**What is required:**
Would you please copy the entries exactly, leaving every picture aside?

[Image-grounded pointing data]
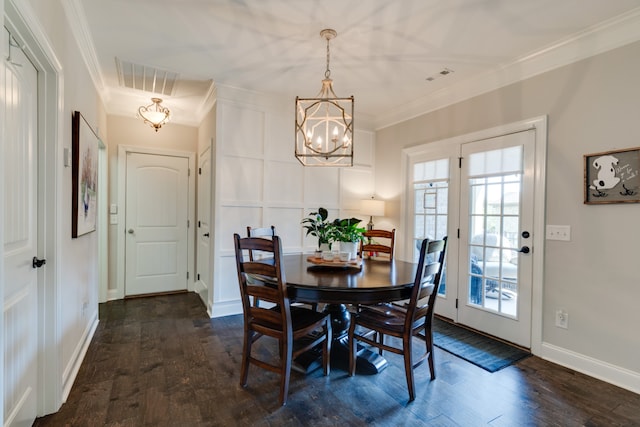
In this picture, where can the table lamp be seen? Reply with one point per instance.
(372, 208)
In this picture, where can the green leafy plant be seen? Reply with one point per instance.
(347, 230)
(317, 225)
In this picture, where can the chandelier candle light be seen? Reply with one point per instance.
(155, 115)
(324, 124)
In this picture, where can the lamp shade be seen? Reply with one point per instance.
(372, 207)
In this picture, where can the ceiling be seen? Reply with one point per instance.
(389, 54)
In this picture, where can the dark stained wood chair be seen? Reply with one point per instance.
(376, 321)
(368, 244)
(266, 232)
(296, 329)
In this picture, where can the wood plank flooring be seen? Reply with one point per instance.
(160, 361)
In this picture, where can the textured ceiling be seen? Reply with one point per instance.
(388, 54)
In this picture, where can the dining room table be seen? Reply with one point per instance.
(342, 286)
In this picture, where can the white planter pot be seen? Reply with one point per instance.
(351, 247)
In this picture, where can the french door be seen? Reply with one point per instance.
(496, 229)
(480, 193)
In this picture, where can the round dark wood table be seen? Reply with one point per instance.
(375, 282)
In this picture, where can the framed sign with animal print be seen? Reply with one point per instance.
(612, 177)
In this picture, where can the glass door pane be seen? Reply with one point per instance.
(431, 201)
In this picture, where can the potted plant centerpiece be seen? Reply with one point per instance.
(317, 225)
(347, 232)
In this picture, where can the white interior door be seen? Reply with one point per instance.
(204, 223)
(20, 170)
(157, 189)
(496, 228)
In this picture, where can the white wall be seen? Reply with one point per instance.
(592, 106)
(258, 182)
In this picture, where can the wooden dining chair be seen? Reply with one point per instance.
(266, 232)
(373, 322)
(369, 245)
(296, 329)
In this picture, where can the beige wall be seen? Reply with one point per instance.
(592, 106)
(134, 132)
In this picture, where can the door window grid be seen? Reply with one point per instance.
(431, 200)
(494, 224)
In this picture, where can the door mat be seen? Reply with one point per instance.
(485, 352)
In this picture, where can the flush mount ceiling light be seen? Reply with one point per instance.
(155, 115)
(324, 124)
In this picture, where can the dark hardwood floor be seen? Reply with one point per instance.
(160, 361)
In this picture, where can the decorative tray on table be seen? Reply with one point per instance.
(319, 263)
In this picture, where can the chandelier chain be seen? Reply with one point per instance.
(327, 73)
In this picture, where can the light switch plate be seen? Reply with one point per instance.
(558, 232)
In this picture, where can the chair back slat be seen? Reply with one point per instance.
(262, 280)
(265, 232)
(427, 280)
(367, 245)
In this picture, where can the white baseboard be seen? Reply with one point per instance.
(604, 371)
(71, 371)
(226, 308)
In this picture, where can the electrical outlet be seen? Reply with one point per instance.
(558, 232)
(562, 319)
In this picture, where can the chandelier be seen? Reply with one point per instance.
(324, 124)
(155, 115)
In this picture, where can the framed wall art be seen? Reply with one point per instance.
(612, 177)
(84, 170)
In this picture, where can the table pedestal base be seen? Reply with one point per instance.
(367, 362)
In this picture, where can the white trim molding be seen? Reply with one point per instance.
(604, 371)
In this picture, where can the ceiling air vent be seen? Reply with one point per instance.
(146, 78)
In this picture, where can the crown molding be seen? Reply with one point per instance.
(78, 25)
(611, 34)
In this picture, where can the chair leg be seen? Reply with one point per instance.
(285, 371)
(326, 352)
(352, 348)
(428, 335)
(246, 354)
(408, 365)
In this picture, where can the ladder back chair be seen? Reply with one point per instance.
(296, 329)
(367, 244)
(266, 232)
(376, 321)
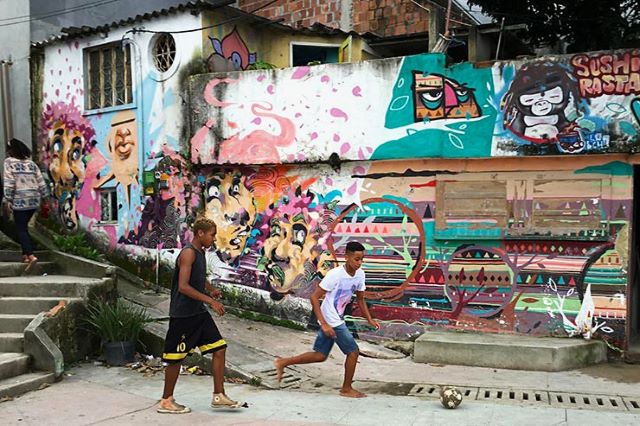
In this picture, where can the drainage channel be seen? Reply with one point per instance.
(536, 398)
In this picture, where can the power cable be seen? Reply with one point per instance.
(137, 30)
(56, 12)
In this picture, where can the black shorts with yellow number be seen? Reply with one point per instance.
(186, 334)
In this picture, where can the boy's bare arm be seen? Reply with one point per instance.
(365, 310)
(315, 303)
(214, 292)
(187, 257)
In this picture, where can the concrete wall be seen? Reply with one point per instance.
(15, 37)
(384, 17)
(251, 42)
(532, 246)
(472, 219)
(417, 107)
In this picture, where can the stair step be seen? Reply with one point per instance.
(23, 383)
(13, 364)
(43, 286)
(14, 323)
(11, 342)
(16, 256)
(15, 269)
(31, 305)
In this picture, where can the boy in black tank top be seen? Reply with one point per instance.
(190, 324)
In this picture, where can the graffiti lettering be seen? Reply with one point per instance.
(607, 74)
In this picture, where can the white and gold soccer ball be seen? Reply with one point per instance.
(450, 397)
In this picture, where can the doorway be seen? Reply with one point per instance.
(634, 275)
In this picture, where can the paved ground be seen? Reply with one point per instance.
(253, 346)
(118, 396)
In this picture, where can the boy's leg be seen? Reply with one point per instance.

**Written response:**
In this picture, where can the table lamp be seen? Reply with one point per instance.
(372, 208)
In this picture, where can the green leafy plant be seen? Reply with one point per instance.
(347, 230)
(317, 225)
In this picture, where can the chandelier candle light be seen? Reply with one point per instance.
(155, 115)
(324, 124)
In this picture, where can the lamp shade be seen? Reply with one point per instance.
(372, 207)
In this picture, where can the ceiling be seen? Reply with one point per instance.
(389, 54)
In this picture, where can the dark stained wood chair be seen? Reply with one point per instance.
(376, 321)
(368, 244)
(266, 232)
(296, 329)
In this picture, where can the wood plank flooring be seen? Reply with one point per instance.
(160, 361)
In this picture, where can the textured ceiling be seen? Reply with one point per instance.
(388, 54)
In this picture, where can the dining room table be seen? Reply with one point per instance.
(342, 286)
In this picture, where can the white planter pot be seen? Reply with one point per instance.
(351, 247)
In this picture, where can the french door be seen? Reply with one point per instance.
(496, 229)
(480, 193)
In this picture, where can the round dark wood table be seen? Reply with one point per instance.
(375, 282)
In this picture, where can the framed sign with animal print be seen? Reply with one point per instance.
(612, 177)
In this picture, where can the glass door pane be seen? Reply with one point per instance.
(431, 201)
In this picture, where can the potted plant centerpiece be seen? Reply with one point per instance.
(317, 225)
(347, 232)
In this picture, where can the white interior door be seen? Reply with one point per instance.
(204, 223)
(20, 170)
(157, 189)
(496, 228)
In this picture, where can the white wall be seen? Reply with one point per instance.
(592, 106)
(258, 182)
In this picture, where can the wooden dining chair be seen? Reply with one point per instance.
(266, 232)
(373, 322)
(369, 245)
(296, 329)
In this picture, where can the beige wall be seen? Reply with one point per instance.
(592, 106)
(134, 132)
In this picture, where can the door window grid be seen? Reply with one point per instance.
(431, 200)
(494, 224)
In this picture, where can the door mat be seen? Reply with one point per instance.
(485, 352)
In this picture, where can the flush mount ceiling light be seen? Reply with one point per instance.
(155, 115)
(324, 124)
In this picture, where can the dark hardwood floor be seen? Reply with one point per instance.
(160, 361)
In this picture, where can the decorative tray on table be seen? Reply with one point per instance.
(319, 263)
In this picture, where can the chandelier chain be seen? Reply with one point per instance.
(327, 73)
In this picture, where can the light switch plate be seen? Reply with one point per instance.
(558, 232)
In this picture, where can the chair back slat be seen? Reply with one point per instance.
(262, 280)
(265, 232)
(427, 280)
(367, 245)
In this picture, where can the white baseboard be seen? Reply with one point per instance.
(604, 371)
(71, 371)
(226, 308)
In this picture, where can the electrical outlet be seen? Reply with one point per instance.
(558, 232)
(562, 319)
In this picture, where can the chandelier be seen? Reply with one point per instance.
(324, 124)
(155, 115)
In this picture, where can the framed wall art be seen? Reply with one point per instance.
(612, 177)
(84, 170)
In this picture, where can the table pedestal base be seen? Reply with one point per instance.
(367, 362)
In this picture, where can the white trim molding be seen? Reply with one point per instance.
(604, 371)
In this picture, where can the ceiling air vent be seen? Reply with one point per instance.
(146, 78)
In this picture, where can the crown molding be seen? Reply with one point per instance.
(78, 25)
(611, 34)
In this picture, where can the chair leg be seen? Reply with one point per instance.
(285, 371)
(326, 352)
(352, 348)
(428, 335)
(246, 354)
(408, 365)
In this picture, where can the ladder back chair be seen? Reply with one point per instance.
(296, 329)
(367, 244)
(266, 232)
(376, 321)
In this picture, where can the drainage channel be seen? Reply with one point per instance.
(536, 398)
In this picture, where can the power cable be seen? Reply with one point per instance.
(137, 30)
(56, 12)
In this picture, where can the black shorts with yellow number be seen? Reply with one point per instance.
(186, 334)
In this picture, where can the boy's bare arm be seen? Reply with one point per instance.
(365, 310)
(315, 303)
(214, 292)
(187, 257)
In this picture, where can the concrete wall be seen? Reply with one point per instance.
(15, 37)
(384, 17)
(251, 42)
(532, 246)
(472, 219)
(417, 107)
In this picture, where can the stair step be seen? Reply with one point per instance.
(23, 383)
(13, 364)
(43, 286)
(14, 323)
(11, 342)
(16, 256)
(15, 269)
(31, 305)
In this picture, where can the boy in black tank top be seen? Reply with one point per instance.
(190, 324)
In this picture, where can the graffiti lettering be seen? Reply with one point per instance.
(607, 74)
In this picture, where can the white and gold soccer ball be seen? Reply with one point per instance.
(450, 397)
In this picture, where can the doorway be seen? Reply with one point per instance.
(634, 275)
In this picture, where can the paved ground be seen? Reply with one point per instance.
(253, 346)
(118, 396)
In this picture, where can the boy's leg be seen? Reply with one point per instance.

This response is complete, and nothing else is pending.